== Segment start ==

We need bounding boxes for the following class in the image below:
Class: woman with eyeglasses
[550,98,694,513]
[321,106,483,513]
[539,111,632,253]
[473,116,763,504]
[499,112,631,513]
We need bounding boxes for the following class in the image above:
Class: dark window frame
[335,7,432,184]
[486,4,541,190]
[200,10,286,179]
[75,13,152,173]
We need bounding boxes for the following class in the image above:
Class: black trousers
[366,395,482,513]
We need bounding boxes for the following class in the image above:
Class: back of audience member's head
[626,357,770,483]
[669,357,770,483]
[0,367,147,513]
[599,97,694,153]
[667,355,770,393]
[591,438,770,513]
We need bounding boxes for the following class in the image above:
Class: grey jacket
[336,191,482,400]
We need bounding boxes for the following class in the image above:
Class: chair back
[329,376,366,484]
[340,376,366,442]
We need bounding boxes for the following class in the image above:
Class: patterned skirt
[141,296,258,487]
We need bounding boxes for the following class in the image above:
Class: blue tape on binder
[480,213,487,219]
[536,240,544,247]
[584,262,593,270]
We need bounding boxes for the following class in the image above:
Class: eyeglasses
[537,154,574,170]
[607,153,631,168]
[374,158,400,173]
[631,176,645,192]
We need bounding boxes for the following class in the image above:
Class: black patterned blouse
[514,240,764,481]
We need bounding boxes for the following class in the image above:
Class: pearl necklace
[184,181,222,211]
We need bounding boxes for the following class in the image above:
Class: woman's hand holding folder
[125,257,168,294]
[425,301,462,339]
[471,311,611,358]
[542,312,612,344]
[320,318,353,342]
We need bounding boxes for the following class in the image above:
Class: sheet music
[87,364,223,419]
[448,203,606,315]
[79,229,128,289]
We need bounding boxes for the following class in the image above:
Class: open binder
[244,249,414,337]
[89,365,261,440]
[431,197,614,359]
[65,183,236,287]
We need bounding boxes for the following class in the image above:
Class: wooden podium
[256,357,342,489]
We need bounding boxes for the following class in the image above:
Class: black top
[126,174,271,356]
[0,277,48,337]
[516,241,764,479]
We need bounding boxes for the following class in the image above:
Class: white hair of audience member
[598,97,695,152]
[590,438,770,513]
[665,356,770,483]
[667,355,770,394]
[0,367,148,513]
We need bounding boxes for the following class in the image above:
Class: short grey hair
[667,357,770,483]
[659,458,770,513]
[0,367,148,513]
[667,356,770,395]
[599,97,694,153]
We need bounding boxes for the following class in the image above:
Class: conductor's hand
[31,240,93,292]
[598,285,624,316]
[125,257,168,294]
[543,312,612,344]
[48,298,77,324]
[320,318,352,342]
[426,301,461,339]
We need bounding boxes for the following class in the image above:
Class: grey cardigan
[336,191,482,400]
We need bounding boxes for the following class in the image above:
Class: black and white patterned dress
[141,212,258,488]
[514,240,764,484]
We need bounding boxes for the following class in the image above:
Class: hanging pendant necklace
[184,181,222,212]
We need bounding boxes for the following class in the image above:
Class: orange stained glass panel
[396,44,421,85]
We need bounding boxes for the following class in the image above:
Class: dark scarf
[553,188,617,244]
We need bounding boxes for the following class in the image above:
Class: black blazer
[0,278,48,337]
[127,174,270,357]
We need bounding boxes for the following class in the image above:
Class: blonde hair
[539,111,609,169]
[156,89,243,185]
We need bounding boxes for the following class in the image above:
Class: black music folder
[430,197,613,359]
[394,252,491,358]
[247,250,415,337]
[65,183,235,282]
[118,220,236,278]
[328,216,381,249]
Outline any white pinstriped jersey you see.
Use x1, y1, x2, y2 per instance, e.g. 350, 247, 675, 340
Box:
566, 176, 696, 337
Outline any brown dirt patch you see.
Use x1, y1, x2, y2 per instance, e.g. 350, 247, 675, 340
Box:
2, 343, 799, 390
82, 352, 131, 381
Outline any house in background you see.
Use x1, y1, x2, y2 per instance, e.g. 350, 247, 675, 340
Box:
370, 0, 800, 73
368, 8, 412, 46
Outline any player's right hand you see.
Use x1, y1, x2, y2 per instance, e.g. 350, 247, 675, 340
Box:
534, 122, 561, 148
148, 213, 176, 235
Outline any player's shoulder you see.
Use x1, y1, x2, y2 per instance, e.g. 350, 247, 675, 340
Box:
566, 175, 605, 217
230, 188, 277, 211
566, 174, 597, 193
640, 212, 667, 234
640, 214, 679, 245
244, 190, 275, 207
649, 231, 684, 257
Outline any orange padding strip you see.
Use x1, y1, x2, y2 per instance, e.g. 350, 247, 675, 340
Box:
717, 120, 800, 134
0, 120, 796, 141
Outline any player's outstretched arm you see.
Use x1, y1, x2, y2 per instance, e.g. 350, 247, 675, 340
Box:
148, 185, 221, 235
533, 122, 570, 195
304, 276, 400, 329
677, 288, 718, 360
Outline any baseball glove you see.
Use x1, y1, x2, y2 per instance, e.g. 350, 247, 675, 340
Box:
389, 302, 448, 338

== Segment end ==

Set down the entries again, exactly as they stand above.

We need bounding boxes for the following class in the image below:
Class: woman with eyeglasses
[550,98,694,513]
[321,106,483,513]
[539,111,632,253]
[473,116,763,504]
[499,112,631,513]
We need bounding boxes for the following class in the image above:
Class: dark window frame
[335,7,432,184]
[486,4,541,190]
[200,10,286,179]
[75,13,152,173]
We need bounding boxes for the following class in the image above:
Class: black trousers
[366,395,482,513]
We need bounding boxes for the following class in the image above:
Class: back of audience member's head
[626,357,770,483]
[669,357,770,483]
[0,367,147,513]
[599,97,694,153]
[667,355,770,393]
[591,438,770,513]
We need bounding boxes for the following class in the image above:
Class: grey jacket
[336,191,482,400]
We need bounding boxes for the following class in the image above:
Class: chair back
[329,376,366,484]
[340,376,366,442]
We need bounding boxes for the following class in the image above:
Class: patterned skirt
[141,296,258,487]
We need bounding boxes for the following class in the image above:
Class: blue tape on binder
[480,213,487,219]
[536,240,544,247]
[584,262,593,270]
We need bounding boxes for the following class in the image above:
Class: eyeglasses
[537,154,574,170]
[607,153,631,168]
[374,158,400,173]
[631,176,645,192]
We need bounding boxes for the following class in the image above:
Class: black patterned blouse
[514,240,764,481]
We need bounding boxes for the following class in the image above:
Class: pearl necklace
[184,181,222,211]
We need bounding boxes for the following class in the image above:
Class: woman's hand holding folder
[125,257,168,294]
[425,301,462,339]
[471,311,611,358]
[542,312,612,344]
[320,318,353,342]
We need bounding boxes for the following class in the image above:
Class: sheet music
[87,364,223,419]
[448,203,606,315]
[79,229,128,289]
We need bounding boxes for the following class in the image above:
Class: open binder
[244,249,414,337]
[89,365,261,440]
[431,197,614,359]
[65,183,236,287]
We need bounding boxes for the following class in the image above:
Class: wooden podium
[256,357,342,489]
We need bounding boxes for the following class in the image above:
Class: black top
[126,174,271,356]
[0,277,48,337]
[516,241,764,479]
We need bounding boxes for the following class in the image above:
Class: white hair of audience member
[598,97,695,152]
[590,438,770,513]
[665,356,770,483]
[667,355,770,394]
[0,367,148,513]
We need bounding boxes for the following class in the image above:
Class: short grey hair
[667,357,770,483]
[659,458,770,513]
[0,367,148,513]
[667,356,770,395]
[599,97,694,153]
We need bounding boxes for the following class in the image above:
Class: conductor's hand
[31,240,93,292]
[598,285,624,316]
[125,257,168,294]
[543,312,612,344]
[48,298,77,324]
[320,318,352,342]
[426,301,461,339]
We need bounding boxes for the following class in the image above:
Class: grey cardigan
[336,191,482,400]
We need bounding boxes for the following class in the image above:
Class: black and white patterned dress
[141,212,258,488]
[514,240,764,484]
We need bounding boxes for the following class in the image above:
Class: hanging pendant necklace
[184,181,222,212]
We need bounding boxes for the following class in the image above:
Class: orange stained glass panel
[396,44,421,85]
We need bounding boxes for the following class in the image above:
Class: dark scarf
[553,188,617,244]
We need bounding boxes for the following class in the image above:
Class: black blazer
[0,278,48,337]
[127,174,270,357]
We need bounding boxes for the following class in the image above:
Class: blonde hair
[539,111,609,169]
[156,89,243,185]
We need bounding boxes for the following class in the image above:
Class: black music folder
[430,197,613,359]
[394,252,491,358]
[247,250,415,337]
[65,183,235,282]
[118,220,236,278]
[328,216,381,249]
Outline any white pinstriped jersey you see.
Use x1, y1, x2, y2 per instance, e.g. 350, 247, 675, 340
Box:
566, 176, 696, 337
Outline any brown dirt patch you see.
Use x1, y1, x2, y2 per instance, e.g. 350, 247, 675, 340
Box:
2, 343, 799, 390
82, 352, 131, 381
Outline any house in background you see.
Use x1, y1, x2, y2 per instance, e.g. 350, 247, 675, 340
Box:
370, 0, 800, 73
368, 8, 412, 46
Outline any player's right hand you see.
Use x1, y1, x2, y2 per instance, e.g. 350, 247, 675, 340
Box:
534, 122, 561, 148
148, 213, 176, 235
Outline any player's shoulder you see.
Use x1, y1, x2, y2 per instance, e.g. 350, 247, 675, 340
Box:
566, 175, 605, 217
230, 188, 277, 211
566, 174, 597, 193
640, 212, 667, 234
640, 214, 679, 245
244, 190, 275, 207
649, 231, 684, 257
Outline any orange padding strip you see.
Use x1, y1, x2, y2 per instance, e.g. 350, 247, 675, 340
Box:
717, 120, 800, 134
0, 120, 796, 141
Outline any player's outstretched arm you see.
Use x1, y1, x2, y2 per instance, e.g. 350, 247, 675, 340
Box:
148, 185, 221, 235
533, 122, 570, 195
304, 276, 400, 329
677, 288, 718, 360
Outline any baseball glove you see.
Use x1, y1, x2, y2 per instance, e.g. 350, 247, 675, 340
Box:
389, 302, 448, 338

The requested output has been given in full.